=== Extract provided ===
Former Liverpool and Celtic player Kenny Dalglish has said that Babel has the ability to terrorise defenders in the Premier League with his pace and trickery with the ball. On 13 September 2008, Babel came off the bench to score the winner for Liverpool in a 2–1 victory over Manchester United, his first goal of the 2008–09 season Babel scored his second goal of the season in Liverpool's 5–1 victory over Newcastle United on 28 December 2008.

On 20 September 2009, with the score 2–2 against West Ham, Babel came off the bench for Dirk Kuyt, setting up an assist for Fernando Torres to head home the winner. Babel, who has been criticised in the past for his work rate and attitude, earned praise for his efforts in the West Ham game.
On 27 September 2009, Babel scored two goals against Hull City coming off the bench for Fernando Torres to round up a match which ended 6–1 for Liverpool. On 4 November 2009, Babel scored the opening goal against Lyon in a Champions League game, a strike from 25 yards in a 1–1 draw. Former Liverpool player Alan Hansen called upon Babel to play like he did against Lyon, as he still possessed the ability to be a 'top player'.

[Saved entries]
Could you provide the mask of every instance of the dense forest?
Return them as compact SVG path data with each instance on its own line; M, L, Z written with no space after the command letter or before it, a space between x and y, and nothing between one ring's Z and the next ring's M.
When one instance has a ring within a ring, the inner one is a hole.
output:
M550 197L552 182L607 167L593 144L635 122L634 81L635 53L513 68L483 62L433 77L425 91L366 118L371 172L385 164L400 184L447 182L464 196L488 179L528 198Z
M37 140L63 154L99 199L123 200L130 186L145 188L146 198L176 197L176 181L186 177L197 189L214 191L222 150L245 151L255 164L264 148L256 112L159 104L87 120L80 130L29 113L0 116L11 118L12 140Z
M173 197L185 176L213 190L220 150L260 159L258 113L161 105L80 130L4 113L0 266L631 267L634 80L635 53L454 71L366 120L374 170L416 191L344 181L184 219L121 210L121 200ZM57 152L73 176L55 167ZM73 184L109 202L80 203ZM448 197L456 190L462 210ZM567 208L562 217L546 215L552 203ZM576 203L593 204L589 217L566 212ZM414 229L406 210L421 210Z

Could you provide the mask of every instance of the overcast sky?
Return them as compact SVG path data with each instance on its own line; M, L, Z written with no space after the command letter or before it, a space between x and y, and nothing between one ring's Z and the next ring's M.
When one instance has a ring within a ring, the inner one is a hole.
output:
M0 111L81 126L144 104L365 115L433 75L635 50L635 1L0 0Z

--

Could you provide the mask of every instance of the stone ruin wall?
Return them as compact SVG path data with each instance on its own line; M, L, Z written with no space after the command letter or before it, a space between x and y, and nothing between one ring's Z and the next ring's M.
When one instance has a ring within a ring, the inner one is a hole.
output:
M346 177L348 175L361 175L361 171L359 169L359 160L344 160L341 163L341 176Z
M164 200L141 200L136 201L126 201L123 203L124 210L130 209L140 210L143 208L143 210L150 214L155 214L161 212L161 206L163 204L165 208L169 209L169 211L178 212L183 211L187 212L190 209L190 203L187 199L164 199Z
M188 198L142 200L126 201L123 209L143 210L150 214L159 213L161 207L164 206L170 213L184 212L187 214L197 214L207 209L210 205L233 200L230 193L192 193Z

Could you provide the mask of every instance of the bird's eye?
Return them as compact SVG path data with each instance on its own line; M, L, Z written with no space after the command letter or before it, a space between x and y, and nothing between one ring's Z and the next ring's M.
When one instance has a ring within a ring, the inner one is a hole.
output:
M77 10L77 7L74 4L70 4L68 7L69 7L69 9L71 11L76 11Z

=== What you need to do ===
**A.** List every opponent that Liverpool faced in the matches described in the passage about Babel.
**B.** Carry on the passage about Babel from its last sentence.
The material has no connection to the passage about Babel.

=== Answers by task ===
**A.** Manchester United, Newcastle United, West Ham, Hull City, Lyon

**B.**
On 6 January 2010, it was reported that Liverpool rejected an £8 million offer from Birmingham City for Babel. Babel was then disciplined by manager Benitez, over stating on his Twitter page that he had been dropped for the game against Stoke City, and was fined two weeks wages of £120,000. He was frequently linked with a move away from Anfield but Rafael Benitez stated his desire for Babel to stay. On 15 March 2010 he scored against Portsmouth in a 4–1 win. On 1 April 2010, he was sent off for the first time in his Liverpool career in the 30th minute of the first leg of the Europa League quarter-final against S.L. Benfica after an altercation with Luisão. He scored in Liverpool's 4–0 win over Burnley at Turf Moor, subsequently relegating Burnley to the Championship.
On 19 August 2010, Babel scored the winner against Trabzonspor in the Europa League qualifier first leg, it was his first game of the 2010–11 season. He started his first match in the Premier League at Anfield against Aston Villa and scored his first goal in the Premier League with a right-footed volley that beat former Liverpool goalkeeper Brad Friedel.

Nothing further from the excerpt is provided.